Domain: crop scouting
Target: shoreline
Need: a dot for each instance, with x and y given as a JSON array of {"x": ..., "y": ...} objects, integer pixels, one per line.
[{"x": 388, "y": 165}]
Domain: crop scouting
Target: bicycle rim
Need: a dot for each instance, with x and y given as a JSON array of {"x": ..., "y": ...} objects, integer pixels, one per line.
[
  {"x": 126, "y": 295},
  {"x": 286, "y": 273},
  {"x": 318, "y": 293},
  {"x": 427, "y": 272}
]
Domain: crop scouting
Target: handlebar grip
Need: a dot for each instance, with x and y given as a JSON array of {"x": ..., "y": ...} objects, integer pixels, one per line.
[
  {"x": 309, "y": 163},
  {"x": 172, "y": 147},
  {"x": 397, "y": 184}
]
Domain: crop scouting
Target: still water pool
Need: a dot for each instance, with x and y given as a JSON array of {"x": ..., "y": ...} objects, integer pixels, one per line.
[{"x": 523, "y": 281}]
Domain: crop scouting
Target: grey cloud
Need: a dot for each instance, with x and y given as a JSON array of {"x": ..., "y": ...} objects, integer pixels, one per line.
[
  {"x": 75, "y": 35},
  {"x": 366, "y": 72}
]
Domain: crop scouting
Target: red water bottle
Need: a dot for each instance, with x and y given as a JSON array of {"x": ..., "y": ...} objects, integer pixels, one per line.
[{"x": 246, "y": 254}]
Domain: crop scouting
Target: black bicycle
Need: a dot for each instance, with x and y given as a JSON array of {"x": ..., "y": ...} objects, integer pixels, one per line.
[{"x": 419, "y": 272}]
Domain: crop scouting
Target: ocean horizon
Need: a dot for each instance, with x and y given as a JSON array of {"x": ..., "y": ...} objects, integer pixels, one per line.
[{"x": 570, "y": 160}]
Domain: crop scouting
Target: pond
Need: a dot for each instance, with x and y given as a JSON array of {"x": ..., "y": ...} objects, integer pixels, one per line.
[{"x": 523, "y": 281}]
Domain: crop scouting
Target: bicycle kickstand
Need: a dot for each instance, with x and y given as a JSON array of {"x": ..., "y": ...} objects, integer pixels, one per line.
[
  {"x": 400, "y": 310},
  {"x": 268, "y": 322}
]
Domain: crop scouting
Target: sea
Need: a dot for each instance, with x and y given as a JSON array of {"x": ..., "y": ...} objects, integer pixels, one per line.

____

What you have to do
Would you reproduce all the entries exactly?

Output for this task
Domain: crop scouting
Target: shoreline
Need: a dot for each instance, with x and y given as a JSON array of {"x": ..., "y": ...} objects, integer pixels, one per line.
[{"x": 388, "y": 165}]
Domain: crop scouting
Target: bicycle rim
Need: a dot for each instance, with x and y given as a JSON array of {"x": ..., "y": ...} objects, integer pixels, one per line.
[
  {"x": 126, "y": 295},
  {"x": 286, "y": 273},
  {"x": 318, "y": 293},
  {"x": 427, "y": 272}
]
Domain: crop scouting
Target: handlebar grip
Need: a dot for each instance, with x and y given as a JSON array of {"x": ..., "y": ...} objects, integer pixels, one per line.
[
  {"x": 309, "y": 163},
  {"x": 172, "y": 147},
  {"x": 397, "y": 184}
]
Domain: crop scouting
Target: still water pool
Need: a dot for each instance, with x and y given as a JSON array of {"x": ..., "y": ...} objects, integer pixels, one per line.
[{"x": 523, "y": 281}]
Domain: crop scouting
Target: grey cloud
Need: a dot for each instance, with x and y given as a JSON array of {"x": ..., "y": ...} objects, integer pixels, one per line.
[
  {"x": 75, "y": 35},
  {"x": 366, "y": 72}
]
Domain: crop scouting
Target: red water bottle
Need: a dot for each instance, with x and y given as a JSON array of {"x": ..., "y": ...} objects, integer pixels, one per line.
[{"x": 246, "y": 254}]
Domain: crop scouting
Target: black bicycle
Need: a dot for each instance, with x and y given as a JSON array of {"x": ..., "y": ...} objects, integer pixels, one per line.
[{"x": 419, "y": 272}]
Domain: crop scouting
Target: ocean horizon
Need: a dot for each instance, with x and y given as a JSON array of {"x": ..., "y": ...} objects, integer pixels, one per line.
[{"x": 570, "y": 160}]
Domain: crop scouting
Target: pond
Need: a dot for each instance, with x and y given as a JSON array of {"x": ..., "y": ...} objects, integer pixels, one per line.
[{"x": 523, "y": 281}]
Domain: crop scouting
Target: bicycle kickstand
Need: a dot for each instance, with x and y given as a JSON array of {"x": ..., "y": ...} objects, integer pixels, one per line.
[
  {"x": 400, "y": 310},
  {"x": 268, "y": 322}
]
Domain: crop scouting
Target: sea
Need: a dot for each instance, with x and y given as a JSON array of {"x": ..., "y": ...} objects, integer pixels, one per line.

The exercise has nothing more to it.